_MATERIAL SUPPLIED_
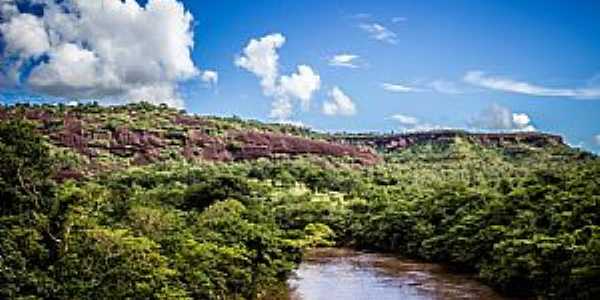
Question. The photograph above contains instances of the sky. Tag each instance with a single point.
(379, 65)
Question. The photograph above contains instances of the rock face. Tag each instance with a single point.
(402, 141)
(190, 137)
(110, 137)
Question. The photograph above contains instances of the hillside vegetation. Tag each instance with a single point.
(144, 202)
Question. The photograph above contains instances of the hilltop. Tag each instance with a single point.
(168, 205)
(102, 138)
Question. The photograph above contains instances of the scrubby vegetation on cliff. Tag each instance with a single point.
(524, 217)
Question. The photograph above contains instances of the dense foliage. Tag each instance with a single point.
(528, 224)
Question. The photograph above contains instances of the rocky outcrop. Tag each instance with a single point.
(405, 140)
(187, 136)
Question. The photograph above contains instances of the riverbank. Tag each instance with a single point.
(332, 273)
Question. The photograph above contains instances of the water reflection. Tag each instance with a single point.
(345, 274)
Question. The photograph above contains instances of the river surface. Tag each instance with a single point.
(343, 274)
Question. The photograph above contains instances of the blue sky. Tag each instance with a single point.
(495, 65)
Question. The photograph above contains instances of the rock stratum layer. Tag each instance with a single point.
(137, 134)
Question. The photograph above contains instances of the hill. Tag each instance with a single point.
(146, 202)
(110, 138)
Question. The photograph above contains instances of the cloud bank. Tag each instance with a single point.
(339, 104)
(481, 79)
(260, 57)
(497, 117)
(108, 49)
(379, 32)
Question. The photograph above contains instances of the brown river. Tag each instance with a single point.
(343, 274)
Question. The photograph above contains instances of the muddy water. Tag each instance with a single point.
(331, 274)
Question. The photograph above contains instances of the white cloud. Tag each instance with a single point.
(344, 60)
(338, 104)
(300, 85)
(502, 118)
(398, 88)
(480, 79)
(404, 120)
(444, 87)
(210, 77)
(379, 32)
(104, 49)
(260, 57)
(25, 36)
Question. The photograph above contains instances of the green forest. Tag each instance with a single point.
(527, 222)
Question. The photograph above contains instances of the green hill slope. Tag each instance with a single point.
(144, 202)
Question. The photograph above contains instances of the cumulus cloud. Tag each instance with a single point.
(101, 49)
(398, 88)
(338, 104)
(480, 79)
(210, 77)
(25, 36)
(260, 57)
(379, 32)
(497, 117)
(344, 60)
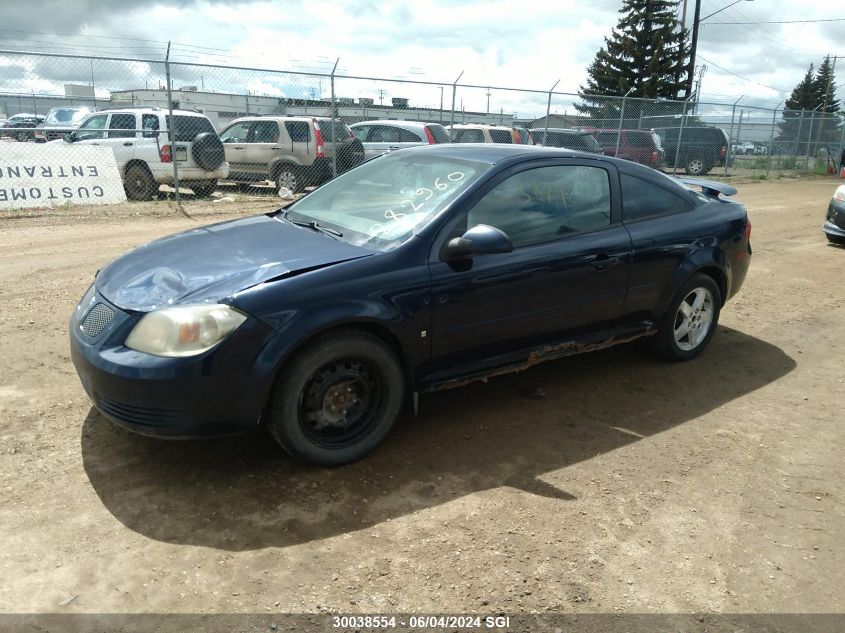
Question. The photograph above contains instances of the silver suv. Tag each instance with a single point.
(292, 152)
(380, 137)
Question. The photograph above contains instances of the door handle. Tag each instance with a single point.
(603, 260)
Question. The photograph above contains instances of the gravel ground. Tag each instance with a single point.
(609, 482)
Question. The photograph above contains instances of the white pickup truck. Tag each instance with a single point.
(141, 144)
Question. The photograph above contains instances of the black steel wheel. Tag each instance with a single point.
(337, 398)
(139, 183)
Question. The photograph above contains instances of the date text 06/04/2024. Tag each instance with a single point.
(421, 621)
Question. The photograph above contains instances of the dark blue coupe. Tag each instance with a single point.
(419, 270)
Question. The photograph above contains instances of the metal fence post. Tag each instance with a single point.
(621, 118)
(334, 114)
(809, 137)
(731, 136)
(772, 139)
(798, 138)
(548, 112)
(842, 148)
(171, 129)
(680, 138)
(452, 116)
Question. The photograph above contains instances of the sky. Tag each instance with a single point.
(504, 43)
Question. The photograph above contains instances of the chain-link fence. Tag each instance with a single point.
(159, 127)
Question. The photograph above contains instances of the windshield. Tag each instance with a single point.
(382, 202)
(67, 115)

_DIRECTIONS_
Reproduce precisely the span of lines that begins at the line containing "Question. The photograph above contains instances of the dark" and ends with the last line of the listing.

_TASK RESPONSE_
Question. The photograph above contains instances of the dark blue coupe. Tag each instance with a single point.
(419, 270)
Question. The photograph above contains instances of the metal fence post. Tag each instance with a single point.
(621, 118)
(334, 114)
(809, 137)
(731, 136)
(772, 139)
(798, 138)
(548, 112)
(842, 148)
(171, 129)
(680, 138)
(452, 116)
Question. The photograph above contains instances of the sky. Tag each instance with a single point.
(504, 43)
Question. The photograph above contains instances of the chain-link fence. Tag each instance with a single point.
(159, 127)
Question. The photograph above contains instances of the windshield. Tag each instance with a single point.
(382, 202)
(67, 115)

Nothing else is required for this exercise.